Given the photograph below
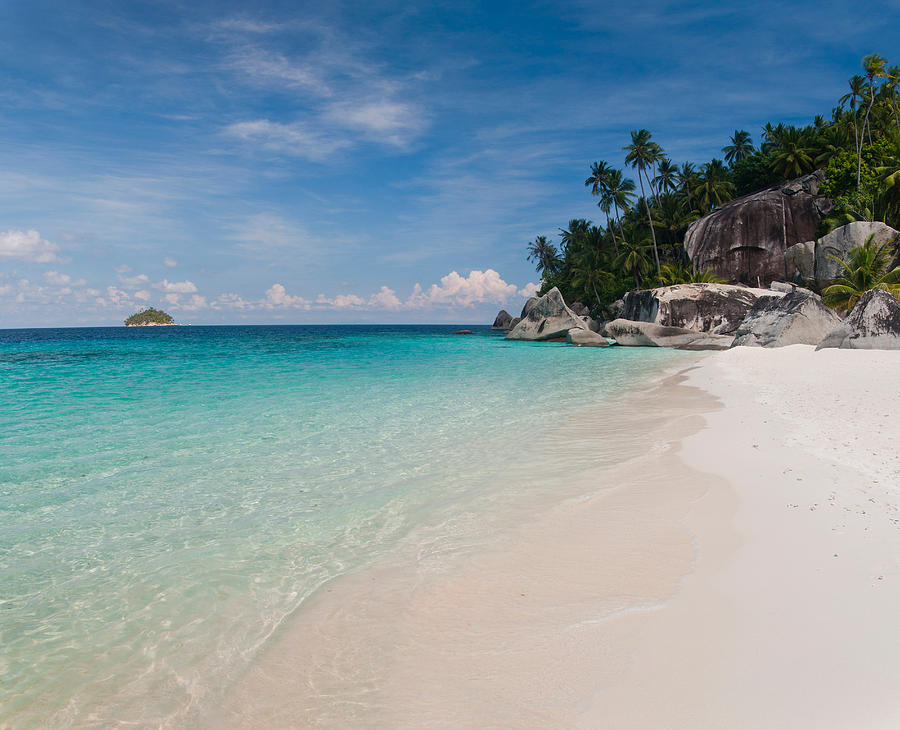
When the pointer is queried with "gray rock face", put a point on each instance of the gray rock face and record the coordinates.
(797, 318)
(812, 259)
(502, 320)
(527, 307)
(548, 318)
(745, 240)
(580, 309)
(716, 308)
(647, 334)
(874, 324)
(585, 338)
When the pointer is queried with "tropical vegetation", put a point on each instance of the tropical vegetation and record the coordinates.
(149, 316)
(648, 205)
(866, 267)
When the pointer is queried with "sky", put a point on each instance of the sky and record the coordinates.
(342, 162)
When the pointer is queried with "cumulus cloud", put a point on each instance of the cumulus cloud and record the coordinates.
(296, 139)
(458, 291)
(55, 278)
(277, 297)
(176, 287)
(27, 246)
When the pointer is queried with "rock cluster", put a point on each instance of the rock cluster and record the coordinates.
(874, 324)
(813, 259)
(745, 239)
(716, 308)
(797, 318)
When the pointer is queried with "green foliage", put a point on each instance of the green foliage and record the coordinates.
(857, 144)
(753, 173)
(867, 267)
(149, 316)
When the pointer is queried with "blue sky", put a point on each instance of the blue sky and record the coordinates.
-.-.-
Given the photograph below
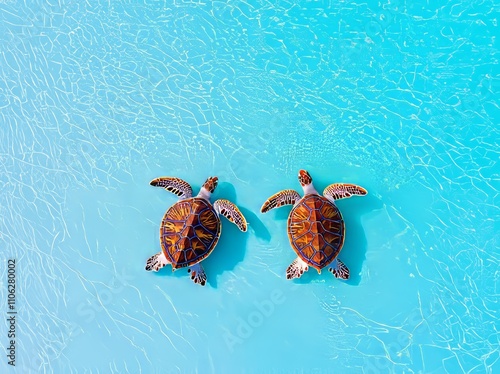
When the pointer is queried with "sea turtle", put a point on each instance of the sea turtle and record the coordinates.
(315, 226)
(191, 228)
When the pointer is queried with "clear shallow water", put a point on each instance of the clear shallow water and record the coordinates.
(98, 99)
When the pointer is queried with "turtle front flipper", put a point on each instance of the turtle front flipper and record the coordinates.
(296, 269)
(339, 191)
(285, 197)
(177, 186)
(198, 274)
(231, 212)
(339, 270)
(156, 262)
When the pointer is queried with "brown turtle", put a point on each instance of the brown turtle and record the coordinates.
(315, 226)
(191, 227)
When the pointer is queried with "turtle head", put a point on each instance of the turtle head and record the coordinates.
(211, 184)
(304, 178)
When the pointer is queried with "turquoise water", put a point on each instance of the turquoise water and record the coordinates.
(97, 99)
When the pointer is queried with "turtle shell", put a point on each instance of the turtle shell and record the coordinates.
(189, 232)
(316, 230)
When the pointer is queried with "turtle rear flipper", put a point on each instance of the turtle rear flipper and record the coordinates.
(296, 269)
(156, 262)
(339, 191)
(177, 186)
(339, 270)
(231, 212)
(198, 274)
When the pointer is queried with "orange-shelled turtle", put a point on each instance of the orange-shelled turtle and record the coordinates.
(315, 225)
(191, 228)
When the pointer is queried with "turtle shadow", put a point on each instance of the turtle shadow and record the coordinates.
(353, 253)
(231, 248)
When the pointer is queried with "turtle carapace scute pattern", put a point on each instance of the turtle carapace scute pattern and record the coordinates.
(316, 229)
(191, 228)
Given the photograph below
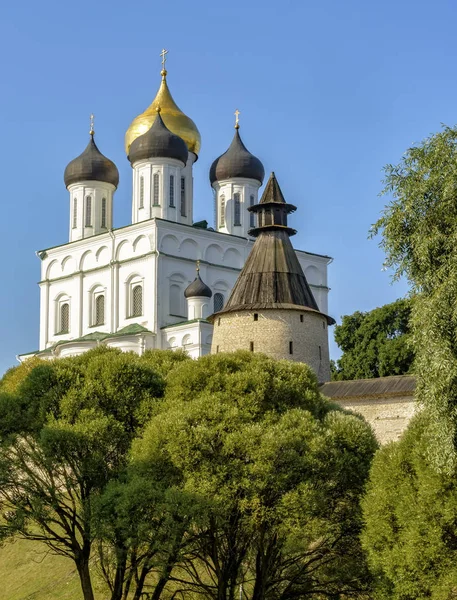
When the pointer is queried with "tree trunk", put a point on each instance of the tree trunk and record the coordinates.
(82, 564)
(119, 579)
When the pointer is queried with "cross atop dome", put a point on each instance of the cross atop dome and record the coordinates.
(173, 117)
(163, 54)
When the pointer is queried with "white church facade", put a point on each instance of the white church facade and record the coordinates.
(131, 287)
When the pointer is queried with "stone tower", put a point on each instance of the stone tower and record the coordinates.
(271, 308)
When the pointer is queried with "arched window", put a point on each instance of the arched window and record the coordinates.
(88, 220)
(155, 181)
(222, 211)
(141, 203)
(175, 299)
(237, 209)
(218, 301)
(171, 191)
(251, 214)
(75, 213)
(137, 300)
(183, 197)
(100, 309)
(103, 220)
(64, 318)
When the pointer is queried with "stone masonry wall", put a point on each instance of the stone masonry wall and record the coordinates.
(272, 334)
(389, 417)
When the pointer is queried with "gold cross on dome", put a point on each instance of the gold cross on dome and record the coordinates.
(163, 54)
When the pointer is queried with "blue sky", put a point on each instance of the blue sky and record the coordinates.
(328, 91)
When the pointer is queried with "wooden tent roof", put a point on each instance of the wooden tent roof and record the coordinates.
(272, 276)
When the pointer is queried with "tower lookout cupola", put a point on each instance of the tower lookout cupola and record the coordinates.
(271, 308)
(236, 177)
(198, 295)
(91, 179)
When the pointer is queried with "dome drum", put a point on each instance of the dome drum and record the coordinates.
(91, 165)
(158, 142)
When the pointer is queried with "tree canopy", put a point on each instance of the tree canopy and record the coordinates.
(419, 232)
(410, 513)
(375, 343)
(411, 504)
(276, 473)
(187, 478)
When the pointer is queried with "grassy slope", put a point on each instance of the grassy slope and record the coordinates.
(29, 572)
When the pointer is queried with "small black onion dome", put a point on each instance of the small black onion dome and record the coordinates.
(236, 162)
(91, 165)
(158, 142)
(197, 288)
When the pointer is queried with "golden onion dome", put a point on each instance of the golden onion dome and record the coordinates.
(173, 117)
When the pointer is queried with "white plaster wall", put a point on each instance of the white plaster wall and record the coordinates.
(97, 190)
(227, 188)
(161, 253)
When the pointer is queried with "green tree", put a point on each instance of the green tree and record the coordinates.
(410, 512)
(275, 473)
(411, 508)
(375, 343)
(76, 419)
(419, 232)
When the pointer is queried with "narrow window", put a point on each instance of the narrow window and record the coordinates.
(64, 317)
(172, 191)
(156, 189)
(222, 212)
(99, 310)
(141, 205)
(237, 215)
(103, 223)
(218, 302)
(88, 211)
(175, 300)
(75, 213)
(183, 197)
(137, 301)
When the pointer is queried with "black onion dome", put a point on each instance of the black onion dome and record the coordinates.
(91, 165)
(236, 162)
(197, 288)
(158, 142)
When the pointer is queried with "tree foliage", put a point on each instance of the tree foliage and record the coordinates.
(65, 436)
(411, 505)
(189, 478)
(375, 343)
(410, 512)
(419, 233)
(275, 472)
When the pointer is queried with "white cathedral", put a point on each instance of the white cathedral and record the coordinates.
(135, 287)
-.-.-
## The problem
Count the lines in the rows above that contain the string "cross". Reply with the number alone.

## Right answer
2